§ **TASK DIRECTIONS**: In the entries below, how many lines hold the string "doorway"? Answer with the number only.

[Dataset excerpts]
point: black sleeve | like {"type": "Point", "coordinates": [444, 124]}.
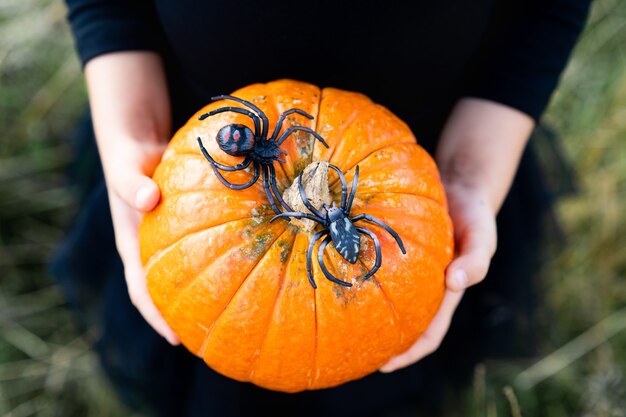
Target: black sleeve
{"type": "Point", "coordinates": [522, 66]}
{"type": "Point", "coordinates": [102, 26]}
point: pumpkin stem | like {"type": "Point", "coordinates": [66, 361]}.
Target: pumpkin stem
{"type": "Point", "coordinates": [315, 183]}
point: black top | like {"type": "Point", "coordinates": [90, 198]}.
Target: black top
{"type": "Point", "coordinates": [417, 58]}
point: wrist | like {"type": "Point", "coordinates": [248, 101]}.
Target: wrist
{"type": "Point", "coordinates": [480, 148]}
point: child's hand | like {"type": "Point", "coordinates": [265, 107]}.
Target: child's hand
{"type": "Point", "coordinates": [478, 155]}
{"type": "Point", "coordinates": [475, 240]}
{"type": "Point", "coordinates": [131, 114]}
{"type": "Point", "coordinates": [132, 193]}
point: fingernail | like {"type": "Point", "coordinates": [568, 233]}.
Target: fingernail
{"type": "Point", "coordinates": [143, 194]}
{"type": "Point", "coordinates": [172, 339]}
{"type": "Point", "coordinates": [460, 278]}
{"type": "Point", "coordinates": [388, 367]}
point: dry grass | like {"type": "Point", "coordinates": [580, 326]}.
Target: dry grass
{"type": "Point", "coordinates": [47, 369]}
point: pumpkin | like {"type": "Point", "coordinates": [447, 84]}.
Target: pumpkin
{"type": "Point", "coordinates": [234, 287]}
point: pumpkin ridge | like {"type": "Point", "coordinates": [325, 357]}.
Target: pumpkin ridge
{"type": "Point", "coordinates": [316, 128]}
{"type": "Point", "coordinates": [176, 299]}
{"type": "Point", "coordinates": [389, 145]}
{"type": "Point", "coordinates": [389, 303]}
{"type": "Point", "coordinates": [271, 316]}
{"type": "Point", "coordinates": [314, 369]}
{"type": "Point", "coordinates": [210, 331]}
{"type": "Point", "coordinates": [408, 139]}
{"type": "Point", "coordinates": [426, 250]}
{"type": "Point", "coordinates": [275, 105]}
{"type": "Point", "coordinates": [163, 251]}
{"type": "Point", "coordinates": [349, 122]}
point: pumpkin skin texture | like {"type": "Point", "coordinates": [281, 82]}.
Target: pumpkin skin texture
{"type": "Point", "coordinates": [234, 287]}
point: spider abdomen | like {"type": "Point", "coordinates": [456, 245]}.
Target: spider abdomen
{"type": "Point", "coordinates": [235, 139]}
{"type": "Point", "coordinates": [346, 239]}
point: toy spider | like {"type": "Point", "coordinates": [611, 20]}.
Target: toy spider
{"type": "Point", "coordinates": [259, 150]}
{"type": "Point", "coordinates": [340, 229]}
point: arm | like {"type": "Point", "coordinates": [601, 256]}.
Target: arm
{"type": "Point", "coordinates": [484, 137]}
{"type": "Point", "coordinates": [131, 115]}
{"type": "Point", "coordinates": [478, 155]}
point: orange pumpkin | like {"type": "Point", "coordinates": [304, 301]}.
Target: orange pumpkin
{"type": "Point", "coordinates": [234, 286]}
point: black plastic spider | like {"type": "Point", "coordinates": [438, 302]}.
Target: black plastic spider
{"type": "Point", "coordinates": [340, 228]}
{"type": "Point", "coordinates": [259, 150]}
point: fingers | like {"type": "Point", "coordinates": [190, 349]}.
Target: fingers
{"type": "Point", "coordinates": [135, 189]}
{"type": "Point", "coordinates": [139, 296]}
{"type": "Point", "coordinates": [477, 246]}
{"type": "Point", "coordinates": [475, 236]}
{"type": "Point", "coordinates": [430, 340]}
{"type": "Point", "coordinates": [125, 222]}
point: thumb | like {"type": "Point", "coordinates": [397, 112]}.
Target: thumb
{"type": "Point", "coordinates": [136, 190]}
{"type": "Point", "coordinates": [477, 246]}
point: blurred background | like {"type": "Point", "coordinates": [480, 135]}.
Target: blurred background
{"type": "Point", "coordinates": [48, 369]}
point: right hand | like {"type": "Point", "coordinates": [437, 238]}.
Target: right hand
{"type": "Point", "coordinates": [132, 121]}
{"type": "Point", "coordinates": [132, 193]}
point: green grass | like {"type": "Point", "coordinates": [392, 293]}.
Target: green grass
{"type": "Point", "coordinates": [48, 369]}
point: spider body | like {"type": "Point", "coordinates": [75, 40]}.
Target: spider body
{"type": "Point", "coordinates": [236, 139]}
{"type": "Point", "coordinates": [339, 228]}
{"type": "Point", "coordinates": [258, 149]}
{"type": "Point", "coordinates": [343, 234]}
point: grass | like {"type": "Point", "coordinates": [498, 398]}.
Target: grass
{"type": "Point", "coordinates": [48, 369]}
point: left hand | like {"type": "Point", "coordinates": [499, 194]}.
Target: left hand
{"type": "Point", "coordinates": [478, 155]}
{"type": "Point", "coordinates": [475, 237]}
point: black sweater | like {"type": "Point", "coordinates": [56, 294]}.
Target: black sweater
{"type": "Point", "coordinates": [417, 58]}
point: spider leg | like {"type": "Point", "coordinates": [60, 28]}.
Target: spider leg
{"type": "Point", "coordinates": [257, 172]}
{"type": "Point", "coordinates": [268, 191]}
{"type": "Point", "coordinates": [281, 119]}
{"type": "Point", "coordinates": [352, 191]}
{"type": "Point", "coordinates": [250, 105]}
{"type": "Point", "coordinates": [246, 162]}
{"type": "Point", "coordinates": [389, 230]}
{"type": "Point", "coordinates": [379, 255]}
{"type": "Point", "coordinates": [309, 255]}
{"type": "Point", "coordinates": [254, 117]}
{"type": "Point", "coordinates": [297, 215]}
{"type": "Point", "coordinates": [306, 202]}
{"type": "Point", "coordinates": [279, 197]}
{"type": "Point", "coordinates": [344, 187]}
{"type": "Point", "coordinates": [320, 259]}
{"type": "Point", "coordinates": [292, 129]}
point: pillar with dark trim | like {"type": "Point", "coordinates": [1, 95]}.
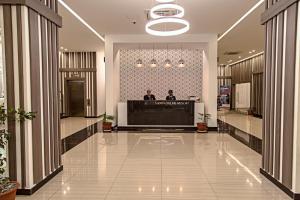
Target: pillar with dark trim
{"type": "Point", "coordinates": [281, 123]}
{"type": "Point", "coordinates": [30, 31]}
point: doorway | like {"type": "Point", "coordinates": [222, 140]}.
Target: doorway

§ **TASK RESULT**: 2